*WHAT THE TASK ASKS:* Retype every one of the records below character for character, leaving nothing out and changing nothing.

*INPUT DATA:*

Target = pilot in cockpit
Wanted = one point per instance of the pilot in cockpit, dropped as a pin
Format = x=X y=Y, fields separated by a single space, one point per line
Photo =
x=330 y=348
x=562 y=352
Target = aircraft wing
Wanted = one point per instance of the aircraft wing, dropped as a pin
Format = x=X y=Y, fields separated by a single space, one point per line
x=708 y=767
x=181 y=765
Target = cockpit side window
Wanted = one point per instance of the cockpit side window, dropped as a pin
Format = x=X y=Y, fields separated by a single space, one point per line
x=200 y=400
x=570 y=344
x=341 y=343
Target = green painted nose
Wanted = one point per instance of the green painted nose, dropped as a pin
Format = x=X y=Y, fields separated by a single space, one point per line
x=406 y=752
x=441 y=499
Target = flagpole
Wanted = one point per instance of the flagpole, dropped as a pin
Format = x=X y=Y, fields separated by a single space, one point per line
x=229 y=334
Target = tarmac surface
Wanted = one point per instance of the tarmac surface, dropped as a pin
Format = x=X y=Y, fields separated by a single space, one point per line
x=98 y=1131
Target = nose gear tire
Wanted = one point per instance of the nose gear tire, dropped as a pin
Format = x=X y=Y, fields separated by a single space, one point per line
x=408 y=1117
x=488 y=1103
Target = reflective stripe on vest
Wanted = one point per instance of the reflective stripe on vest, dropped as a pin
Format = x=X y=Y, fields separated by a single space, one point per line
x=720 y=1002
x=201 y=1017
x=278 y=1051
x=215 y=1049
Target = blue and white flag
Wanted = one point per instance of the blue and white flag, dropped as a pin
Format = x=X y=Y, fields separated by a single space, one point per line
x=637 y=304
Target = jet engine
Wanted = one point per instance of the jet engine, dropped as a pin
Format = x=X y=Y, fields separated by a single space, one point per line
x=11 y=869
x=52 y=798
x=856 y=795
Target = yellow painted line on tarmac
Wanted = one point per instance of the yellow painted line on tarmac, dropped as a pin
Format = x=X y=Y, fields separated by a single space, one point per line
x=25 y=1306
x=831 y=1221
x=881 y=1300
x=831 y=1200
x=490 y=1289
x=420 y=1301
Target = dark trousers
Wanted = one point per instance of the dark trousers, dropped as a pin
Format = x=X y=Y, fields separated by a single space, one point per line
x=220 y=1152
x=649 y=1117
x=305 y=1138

*OUTPUT FOR THIS EXERCISE:*
Target = pilot in cockpit
Wanted = one point per instance of the pilot in cockpit, dropped as a pin
Format = x=X y=Y, fields separated by a single space, one point per line
Photo =
x=330 y=348
x=562 y=352
Target = aircraft wing
Wanted = one point per instance of the aircraft wing, dropped as a pin
Format = x=X y=Y, fields separated by a single space, one point per line
x=708 y=767
x=181 y=765
Target = cockpit side window
Wanted = one point per instance of the cockpit side window, dropped as a pin
Format = x=X y=Y, fields separated by a single space, one point per line
x=200 y=400
x=570 y=344
x=341 y=343
Target = green painted nose
Wanted = one point per instance of the green painted nose, dropped as a pin
Format = x=X y=Y, fields separated by a single space, one point per line
x=406 y=752
x=441 y=499
Target = flagpole
Wanted = one point per instance of the flagpole, dropped as a pin
Format = x=X y=Y, fields separated by a single space, one point per line
x=229 y=334
Target = tarmac surface
Wanted = one point per instance of the tarmac surface, dropped as a pin
Format = x=X y=Y, fields separated by a single space, one point per line
x=98 y=1131
Target = nose gear tire
Wanted = one point per instance of the nose gear tire, dropped as a pin
Format = x=X y=Y, fields separated by a single space, one point per line
x=408 y=1117
x=488 y=1103
Target = reflective stripe on vest
Wanted = one point per instance of the reflective stripe on vest, dropped as a pin
Format = x=X y=Y, fields separated by a single space, one point per line
x=720 y=1002
x=201 y=1017
x=278 y=1051
x=215 y=1049
Target = blue and white flag
Wanted = one point per instance of the blue and white flag, dropped as a pin
Format = x=X y=Y, fields separated by a single space, one point per line
x=637 y=304
Target = jet engine
Wanted = one point per instance of the jet engine, dropped as a pin
Format = x=X y=Y, fields separated by a single space, one point per line
x=11 y=869
x=52 y=798
x=856 y=795
Target = yellow painted line on tarmac
Wanted = one point per instance of the yellow painted line on tarmac, dropped as a pin
Format = x=X y=Y, fields separated by a single space, one point per line
x=25 y=1306
x=831 y=1221
x=881 y=1300
x=831 y=1200
x=490 y=1289
x=420 y=1301
Target = dark trousers
Wanted = one point per instance of the dark trousers, dropped as a pin
Format = x=X y=Y, fields separated by a single space, one point per line
x=220 y=1152
x=649 y=1117
x=305 y=1138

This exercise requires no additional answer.